[Brief]
Please write out only the records from the line with "Would you mind marking the yellow lettering" up to and including the line with "(1146, 331)", switching "Coordinates" to "Points" and leaving everything else unchanged.
+++
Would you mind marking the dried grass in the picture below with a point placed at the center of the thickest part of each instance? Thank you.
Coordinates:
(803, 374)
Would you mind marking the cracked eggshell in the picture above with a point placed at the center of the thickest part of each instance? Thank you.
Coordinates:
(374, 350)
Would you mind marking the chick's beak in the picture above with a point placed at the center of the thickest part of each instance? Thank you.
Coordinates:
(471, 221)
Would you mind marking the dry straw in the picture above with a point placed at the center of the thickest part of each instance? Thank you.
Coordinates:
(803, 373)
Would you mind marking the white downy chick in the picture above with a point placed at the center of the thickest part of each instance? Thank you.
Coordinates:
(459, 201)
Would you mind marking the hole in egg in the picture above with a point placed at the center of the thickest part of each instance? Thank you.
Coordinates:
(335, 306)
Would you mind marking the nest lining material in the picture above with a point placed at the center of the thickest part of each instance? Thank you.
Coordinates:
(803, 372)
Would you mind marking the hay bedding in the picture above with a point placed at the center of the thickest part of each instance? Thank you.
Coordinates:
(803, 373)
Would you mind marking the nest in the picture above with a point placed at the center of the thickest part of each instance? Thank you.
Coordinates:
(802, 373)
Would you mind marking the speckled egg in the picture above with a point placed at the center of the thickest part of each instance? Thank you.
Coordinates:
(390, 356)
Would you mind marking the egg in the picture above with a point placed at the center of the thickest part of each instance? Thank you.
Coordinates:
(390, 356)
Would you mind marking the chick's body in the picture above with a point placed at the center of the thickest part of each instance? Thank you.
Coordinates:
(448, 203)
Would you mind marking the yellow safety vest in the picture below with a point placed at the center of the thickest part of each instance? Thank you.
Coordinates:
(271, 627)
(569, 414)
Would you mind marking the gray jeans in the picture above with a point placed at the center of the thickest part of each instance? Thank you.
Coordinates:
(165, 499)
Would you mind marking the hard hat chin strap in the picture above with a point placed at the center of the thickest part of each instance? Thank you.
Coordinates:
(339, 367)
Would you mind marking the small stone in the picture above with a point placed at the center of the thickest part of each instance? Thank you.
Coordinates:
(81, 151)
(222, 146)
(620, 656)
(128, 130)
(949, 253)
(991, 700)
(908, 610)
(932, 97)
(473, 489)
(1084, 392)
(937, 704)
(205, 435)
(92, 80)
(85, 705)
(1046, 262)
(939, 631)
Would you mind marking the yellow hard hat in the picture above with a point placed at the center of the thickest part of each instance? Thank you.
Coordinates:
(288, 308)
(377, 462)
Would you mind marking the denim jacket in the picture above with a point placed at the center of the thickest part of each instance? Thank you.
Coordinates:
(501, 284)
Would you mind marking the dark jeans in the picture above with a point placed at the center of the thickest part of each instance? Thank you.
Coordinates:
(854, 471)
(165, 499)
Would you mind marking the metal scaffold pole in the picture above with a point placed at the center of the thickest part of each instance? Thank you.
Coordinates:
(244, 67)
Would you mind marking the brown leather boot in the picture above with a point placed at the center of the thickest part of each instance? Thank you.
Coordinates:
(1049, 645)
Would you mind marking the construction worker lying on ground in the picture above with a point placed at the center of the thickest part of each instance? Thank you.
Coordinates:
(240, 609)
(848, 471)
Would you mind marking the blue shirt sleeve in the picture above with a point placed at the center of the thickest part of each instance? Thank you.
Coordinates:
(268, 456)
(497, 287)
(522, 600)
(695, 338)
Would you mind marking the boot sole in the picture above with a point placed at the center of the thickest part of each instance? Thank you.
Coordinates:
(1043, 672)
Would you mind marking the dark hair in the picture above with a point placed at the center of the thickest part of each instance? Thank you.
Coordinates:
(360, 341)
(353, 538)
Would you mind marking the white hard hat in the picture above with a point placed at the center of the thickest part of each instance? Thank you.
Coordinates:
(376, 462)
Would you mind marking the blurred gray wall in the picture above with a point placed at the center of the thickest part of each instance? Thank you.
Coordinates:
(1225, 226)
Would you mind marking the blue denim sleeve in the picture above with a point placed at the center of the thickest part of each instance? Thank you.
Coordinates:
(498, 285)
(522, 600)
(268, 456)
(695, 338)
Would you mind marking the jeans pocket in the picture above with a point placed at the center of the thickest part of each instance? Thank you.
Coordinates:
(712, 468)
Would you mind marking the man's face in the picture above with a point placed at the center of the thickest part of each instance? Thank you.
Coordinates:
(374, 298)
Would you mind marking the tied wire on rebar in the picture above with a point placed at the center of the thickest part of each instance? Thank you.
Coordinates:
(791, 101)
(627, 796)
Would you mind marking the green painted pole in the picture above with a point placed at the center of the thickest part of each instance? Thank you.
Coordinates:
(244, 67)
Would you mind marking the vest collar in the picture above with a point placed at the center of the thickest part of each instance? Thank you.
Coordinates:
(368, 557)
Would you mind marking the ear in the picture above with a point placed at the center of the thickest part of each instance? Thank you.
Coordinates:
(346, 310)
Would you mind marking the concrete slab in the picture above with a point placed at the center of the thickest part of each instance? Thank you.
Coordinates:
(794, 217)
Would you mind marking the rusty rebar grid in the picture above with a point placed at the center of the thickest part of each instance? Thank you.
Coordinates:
+++
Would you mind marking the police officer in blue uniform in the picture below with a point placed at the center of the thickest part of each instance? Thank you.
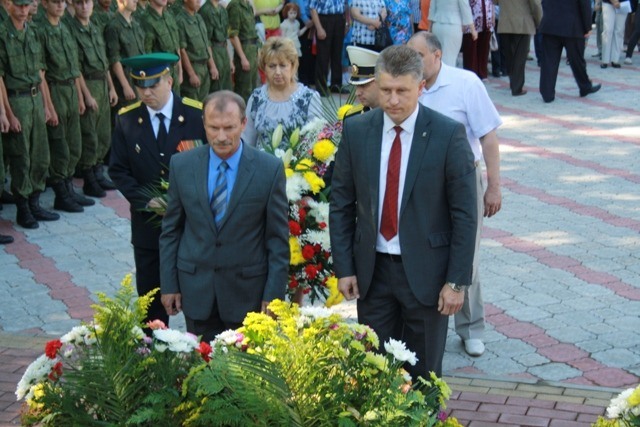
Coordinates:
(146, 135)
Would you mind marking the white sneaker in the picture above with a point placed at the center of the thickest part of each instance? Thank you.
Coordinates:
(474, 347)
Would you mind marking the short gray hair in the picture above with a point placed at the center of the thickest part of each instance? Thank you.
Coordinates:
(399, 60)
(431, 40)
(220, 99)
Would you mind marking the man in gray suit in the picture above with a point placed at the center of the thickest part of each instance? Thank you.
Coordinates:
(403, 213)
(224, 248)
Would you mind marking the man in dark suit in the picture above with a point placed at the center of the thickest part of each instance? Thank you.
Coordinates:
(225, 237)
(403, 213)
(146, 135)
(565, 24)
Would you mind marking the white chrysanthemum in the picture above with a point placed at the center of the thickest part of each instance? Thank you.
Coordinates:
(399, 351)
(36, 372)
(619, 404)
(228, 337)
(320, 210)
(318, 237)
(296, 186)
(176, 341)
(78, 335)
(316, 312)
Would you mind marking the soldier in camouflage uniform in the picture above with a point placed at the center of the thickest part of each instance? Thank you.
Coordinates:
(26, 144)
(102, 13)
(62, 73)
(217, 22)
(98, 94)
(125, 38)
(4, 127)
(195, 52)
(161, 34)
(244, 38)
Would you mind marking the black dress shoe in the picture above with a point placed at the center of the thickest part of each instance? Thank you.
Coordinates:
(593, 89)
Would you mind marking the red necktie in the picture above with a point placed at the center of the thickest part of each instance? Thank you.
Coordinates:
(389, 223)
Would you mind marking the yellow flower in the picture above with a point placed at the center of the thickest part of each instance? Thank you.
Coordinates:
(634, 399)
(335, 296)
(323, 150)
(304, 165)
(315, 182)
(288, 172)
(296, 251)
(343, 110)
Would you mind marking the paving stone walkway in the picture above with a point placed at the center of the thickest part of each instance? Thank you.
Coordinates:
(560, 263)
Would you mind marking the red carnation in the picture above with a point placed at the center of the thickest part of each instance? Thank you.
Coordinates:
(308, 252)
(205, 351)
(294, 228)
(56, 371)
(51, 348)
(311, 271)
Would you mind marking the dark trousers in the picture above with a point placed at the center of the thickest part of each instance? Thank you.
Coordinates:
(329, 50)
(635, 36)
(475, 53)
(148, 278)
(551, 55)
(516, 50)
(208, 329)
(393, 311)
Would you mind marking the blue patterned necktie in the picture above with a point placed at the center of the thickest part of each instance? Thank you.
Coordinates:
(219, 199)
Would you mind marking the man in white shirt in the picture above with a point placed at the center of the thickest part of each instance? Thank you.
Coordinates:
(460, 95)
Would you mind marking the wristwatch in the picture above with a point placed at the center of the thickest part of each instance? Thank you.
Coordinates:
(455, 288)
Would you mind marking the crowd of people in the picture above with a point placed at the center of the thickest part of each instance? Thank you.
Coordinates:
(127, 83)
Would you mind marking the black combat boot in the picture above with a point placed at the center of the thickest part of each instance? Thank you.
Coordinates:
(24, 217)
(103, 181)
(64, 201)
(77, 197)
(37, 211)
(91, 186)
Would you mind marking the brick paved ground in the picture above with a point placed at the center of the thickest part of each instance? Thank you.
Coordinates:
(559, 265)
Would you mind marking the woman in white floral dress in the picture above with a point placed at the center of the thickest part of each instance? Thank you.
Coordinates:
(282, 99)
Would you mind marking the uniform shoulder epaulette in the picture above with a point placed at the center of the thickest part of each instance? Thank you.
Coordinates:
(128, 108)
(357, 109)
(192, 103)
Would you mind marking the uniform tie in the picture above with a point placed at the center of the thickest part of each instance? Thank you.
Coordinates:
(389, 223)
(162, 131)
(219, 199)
+++
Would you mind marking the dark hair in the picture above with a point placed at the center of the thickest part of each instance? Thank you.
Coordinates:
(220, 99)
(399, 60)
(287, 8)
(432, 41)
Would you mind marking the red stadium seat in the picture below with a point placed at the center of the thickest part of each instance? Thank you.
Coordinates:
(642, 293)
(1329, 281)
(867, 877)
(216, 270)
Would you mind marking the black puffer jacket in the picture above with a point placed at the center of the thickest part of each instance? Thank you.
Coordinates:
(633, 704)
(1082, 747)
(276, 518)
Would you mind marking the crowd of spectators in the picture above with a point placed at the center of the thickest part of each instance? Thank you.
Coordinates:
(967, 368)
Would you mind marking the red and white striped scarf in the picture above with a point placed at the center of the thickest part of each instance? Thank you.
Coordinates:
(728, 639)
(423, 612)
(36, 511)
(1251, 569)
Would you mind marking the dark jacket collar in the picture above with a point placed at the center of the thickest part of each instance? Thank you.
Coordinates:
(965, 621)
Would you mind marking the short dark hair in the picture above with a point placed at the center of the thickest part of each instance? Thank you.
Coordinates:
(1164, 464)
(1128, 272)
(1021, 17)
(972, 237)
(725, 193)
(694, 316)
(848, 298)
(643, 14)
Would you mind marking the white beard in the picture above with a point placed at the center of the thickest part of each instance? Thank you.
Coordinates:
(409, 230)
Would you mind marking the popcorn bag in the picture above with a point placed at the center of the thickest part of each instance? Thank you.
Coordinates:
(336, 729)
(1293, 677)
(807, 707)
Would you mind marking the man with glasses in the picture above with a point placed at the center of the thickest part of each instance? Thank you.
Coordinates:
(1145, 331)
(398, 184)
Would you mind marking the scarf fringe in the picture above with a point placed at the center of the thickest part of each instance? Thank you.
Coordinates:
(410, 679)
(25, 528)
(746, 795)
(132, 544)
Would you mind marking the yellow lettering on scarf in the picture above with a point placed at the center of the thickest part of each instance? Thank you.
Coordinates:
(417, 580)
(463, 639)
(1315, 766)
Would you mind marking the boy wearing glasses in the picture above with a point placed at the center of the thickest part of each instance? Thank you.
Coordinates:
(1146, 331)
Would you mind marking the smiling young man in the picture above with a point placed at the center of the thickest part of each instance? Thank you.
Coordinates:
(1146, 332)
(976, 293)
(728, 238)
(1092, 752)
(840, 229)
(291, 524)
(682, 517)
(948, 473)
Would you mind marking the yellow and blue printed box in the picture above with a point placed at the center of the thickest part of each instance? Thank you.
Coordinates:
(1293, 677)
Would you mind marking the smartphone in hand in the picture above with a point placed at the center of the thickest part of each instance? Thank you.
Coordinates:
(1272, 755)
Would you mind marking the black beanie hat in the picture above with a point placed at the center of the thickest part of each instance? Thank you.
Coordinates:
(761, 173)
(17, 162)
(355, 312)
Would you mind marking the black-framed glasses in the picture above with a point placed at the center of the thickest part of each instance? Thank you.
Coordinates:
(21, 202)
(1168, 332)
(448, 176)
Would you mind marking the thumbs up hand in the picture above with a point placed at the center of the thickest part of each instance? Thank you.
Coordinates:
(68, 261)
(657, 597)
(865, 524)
+++
[Full solution]
Would you mind marking the yellow lettering on scarf in the picture above with a point placed at the center of the thickest part of each instance? Thank you.
Points:
(417, 580)
(463, 639)
(1315, 766)
Would you mind marking the boy wearing glasses in the picture above with a point placed at the center of the thickest part of each instance? Thank you.
Points:
(1146, 331)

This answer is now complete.